Dataset entries
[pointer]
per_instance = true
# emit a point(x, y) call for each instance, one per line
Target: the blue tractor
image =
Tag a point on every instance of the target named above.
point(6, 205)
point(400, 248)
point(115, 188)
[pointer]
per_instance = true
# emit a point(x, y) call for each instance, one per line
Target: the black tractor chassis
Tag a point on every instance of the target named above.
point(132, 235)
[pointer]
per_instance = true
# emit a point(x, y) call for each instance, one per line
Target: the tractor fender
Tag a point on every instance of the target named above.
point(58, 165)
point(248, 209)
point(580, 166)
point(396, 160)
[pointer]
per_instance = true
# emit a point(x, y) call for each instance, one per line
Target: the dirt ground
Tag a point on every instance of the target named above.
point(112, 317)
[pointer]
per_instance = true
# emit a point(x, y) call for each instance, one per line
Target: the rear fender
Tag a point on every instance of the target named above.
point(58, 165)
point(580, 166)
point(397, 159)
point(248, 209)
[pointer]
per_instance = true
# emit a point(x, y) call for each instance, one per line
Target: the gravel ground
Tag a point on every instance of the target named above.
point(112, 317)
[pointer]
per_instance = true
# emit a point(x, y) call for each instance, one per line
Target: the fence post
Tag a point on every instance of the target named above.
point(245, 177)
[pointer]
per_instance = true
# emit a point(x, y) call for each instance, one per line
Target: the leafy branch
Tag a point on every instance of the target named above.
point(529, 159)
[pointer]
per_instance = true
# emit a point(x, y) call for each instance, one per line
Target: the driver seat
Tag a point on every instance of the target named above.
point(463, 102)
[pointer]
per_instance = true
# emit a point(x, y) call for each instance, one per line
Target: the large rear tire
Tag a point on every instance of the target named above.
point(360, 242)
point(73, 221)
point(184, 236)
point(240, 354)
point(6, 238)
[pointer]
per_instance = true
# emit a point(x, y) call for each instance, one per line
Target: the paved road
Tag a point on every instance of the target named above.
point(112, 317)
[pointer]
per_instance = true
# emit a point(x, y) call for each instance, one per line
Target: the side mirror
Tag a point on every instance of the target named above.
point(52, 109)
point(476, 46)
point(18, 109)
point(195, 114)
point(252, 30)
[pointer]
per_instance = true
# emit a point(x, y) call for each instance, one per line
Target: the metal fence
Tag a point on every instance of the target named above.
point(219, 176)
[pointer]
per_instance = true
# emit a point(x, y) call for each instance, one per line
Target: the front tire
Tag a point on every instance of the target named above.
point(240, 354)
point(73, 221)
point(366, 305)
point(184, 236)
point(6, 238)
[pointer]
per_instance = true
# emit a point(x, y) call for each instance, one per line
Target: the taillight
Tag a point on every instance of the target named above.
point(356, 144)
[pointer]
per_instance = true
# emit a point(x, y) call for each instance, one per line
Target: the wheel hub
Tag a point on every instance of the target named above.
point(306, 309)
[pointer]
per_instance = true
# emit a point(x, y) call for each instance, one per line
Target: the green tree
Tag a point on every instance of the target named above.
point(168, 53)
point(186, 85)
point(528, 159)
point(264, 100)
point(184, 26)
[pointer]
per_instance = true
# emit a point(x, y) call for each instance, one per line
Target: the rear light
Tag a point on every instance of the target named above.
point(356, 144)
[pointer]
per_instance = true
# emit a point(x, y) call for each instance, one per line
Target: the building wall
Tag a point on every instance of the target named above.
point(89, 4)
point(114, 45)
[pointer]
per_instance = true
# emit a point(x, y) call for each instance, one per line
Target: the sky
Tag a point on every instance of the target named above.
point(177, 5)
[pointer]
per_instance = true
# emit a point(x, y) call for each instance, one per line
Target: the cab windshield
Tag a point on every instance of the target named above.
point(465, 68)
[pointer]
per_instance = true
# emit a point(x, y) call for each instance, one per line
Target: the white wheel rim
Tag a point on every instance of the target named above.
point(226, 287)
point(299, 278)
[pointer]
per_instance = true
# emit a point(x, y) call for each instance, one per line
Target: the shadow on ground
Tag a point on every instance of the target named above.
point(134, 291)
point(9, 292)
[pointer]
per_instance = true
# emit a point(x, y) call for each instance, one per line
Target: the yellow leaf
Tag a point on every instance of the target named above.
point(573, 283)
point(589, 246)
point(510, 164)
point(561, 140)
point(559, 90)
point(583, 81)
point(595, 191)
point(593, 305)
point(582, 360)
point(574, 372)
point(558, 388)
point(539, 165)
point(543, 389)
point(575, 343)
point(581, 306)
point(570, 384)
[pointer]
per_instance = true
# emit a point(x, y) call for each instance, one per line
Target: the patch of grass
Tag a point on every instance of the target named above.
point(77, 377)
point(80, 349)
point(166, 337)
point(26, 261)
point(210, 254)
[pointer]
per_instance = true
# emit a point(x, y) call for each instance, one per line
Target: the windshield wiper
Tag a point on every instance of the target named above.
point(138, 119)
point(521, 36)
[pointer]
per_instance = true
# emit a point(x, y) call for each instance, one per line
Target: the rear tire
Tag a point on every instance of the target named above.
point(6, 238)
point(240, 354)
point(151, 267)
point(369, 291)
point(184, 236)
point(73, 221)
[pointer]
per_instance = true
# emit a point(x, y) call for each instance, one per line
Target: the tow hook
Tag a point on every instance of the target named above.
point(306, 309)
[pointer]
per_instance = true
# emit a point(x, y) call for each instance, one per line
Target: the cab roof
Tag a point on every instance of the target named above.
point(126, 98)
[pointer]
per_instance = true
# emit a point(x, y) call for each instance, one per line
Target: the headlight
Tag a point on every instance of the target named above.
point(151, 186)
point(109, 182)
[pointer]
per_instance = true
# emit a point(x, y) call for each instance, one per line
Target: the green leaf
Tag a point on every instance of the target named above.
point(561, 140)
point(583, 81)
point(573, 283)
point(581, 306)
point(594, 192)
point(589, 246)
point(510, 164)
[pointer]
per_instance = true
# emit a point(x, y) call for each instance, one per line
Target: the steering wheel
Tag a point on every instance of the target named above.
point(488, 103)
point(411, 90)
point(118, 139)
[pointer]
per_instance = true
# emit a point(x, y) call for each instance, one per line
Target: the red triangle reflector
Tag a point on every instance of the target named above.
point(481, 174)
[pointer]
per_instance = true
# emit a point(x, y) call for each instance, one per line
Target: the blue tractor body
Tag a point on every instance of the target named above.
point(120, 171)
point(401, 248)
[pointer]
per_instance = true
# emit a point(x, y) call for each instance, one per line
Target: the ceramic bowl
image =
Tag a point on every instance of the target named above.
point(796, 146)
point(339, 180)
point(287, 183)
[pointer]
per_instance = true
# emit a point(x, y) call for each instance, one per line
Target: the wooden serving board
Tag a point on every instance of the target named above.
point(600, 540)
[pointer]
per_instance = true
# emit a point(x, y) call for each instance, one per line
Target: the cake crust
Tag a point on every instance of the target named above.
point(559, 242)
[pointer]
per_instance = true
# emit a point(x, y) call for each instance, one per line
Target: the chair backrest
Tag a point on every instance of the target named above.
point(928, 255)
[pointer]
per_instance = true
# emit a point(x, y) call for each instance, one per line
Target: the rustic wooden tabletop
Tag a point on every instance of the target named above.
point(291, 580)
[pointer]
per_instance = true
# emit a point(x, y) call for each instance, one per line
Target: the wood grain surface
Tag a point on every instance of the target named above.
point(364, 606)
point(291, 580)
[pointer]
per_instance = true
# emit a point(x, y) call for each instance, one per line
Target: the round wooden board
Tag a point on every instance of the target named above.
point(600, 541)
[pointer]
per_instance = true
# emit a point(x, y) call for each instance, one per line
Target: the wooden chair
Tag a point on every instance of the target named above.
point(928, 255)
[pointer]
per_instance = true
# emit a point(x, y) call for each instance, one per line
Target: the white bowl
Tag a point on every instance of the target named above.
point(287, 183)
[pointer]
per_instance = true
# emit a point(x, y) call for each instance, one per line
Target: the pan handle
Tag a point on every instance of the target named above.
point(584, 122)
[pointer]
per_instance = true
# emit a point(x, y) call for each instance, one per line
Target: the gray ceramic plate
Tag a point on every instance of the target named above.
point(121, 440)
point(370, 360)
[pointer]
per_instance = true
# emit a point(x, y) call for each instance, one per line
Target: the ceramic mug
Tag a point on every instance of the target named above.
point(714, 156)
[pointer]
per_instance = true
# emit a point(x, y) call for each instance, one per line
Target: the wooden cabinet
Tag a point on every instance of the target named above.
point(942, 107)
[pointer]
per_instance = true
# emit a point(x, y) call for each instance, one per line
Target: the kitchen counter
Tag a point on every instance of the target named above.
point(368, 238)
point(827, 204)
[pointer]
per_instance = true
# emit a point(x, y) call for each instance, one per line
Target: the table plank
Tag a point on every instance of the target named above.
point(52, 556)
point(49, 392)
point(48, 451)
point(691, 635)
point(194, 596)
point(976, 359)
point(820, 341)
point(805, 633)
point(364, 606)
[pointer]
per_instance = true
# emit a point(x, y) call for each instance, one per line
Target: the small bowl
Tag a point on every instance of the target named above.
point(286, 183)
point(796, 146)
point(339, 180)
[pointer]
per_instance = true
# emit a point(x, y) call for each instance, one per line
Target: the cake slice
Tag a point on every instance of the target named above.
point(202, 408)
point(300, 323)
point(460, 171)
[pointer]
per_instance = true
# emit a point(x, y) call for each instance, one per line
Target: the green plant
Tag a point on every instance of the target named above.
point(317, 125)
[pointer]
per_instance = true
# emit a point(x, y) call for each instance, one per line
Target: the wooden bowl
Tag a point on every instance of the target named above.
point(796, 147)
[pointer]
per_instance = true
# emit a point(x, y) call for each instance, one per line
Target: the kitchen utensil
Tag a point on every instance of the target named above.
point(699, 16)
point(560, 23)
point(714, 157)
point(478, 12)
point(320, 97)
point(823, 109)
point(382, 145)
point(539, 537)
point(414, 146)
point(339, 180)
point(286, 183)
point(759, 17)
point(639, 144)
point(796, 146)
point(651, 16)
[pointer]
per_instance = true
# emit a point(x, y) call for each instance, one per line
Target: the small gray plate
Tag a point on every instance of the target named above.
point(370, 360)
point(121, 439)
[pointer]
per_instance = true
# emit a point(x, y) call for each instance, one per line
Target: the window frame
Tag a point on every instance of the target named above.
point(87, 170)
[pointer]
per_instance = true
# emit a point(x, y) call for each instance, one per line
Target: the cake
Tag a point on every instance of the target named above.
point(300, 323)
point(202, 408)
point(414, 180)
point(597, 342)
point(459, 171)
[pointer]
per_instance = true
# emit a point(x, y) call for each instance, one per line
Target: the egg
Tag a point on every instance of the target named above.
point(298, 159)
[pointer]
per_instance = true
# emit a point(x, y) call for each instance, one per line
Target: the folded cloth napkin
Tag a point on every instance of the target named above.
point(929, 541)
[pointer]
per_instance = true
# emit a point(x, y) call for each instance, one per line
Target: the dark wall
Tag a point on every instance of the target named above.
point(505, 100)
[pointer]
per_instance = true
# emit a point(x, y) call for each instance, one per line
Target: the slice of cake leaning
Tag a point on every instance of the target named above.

§ Required work
Only one thing belongs in the answer: the number of lines of the data that contain the string "kitchen".

§ Output of the task
2